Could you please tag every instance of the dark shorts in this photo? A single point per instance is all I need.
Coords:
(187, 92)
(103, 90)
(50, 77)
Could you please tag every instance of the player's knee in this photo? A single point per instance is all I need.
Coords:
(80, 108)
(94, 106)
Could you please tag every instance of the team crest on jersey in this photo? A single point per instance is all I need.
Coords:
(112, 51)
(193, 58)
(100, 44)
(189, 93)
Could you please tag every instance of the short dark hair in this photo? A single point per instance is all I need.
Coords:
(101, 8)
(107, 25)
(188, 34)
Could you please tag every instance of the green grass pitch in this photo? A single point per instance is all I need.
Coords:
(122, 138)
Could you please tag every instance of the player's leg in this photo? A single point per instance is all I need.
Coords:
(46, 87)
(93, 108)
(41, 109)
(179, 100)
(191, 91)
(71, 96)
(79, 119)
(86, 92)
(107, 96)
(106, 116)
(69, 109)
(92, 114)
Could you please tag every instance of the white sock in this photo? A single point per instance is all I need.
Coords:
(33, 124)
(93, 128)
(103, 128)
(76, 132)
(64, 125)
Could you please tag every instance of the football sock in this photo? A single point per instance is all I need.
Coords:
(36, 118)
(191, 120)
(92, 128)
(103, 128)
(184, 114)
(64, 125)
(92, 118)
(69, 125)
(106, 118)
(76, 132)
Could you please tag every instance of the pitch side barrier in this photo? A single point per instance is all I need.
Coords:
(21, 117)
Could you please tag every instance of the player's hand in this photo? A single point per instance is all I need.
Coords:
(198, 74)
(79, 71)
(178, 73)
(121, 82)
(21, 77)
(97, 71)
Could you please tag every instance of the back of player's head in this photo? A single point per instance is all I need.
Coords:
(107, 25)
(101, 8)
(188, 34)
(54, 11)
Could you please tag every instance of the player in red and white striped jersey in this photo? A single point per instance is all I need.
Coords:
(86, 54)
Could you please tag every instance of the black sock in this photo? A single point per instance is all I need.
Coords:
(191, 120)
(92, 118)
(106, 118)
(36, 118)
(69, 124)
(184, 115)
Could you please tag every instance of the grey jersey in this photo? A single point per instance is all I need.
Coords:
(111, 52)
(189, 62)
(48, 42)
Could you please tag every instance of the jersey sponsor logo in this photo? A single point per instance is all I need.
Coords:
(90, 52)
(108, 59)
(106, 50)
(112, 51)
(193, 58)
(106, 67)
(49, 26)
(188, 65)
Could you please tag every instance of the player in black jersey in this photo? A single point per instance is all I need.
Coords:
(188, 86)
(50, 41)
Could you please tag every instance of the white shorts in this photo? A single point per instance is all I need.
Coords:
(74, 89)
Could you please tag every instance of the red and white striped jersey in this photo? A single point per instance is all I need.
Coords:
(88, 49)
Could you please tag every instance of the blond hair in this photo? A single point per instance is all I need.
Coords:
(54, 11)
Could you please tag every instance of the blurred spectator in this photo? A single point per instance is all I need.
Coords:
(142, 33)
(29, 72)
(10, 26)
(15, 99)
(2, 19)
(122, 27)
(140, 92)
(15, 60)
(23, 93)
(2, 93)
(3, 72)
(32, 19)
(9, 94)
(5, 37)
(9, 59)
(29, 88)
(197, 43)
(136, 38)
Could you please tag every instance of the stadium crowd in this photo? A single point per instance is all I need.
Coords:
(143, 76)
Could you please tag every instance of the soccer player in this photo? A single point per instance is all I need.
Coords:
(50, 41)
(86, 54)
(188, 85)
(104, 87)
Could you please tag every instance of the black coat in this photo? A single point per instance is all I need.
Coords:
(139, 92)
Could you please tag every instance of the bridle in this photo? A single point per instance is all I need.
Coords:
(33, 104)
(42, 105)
|---|
■ **Your goal**: Wherever a line in the data above holds the word "black", copy that line.

■ **Solved problem**:
Could you please tag every instance of the black sock in this photo? A single point per instance is all I need.
Could you please tag every instance of the player in black jersey in this photo? A single point per instance is all I need.
Could you please tag every instance of the black coat in this photo? A single point per instance is all I need.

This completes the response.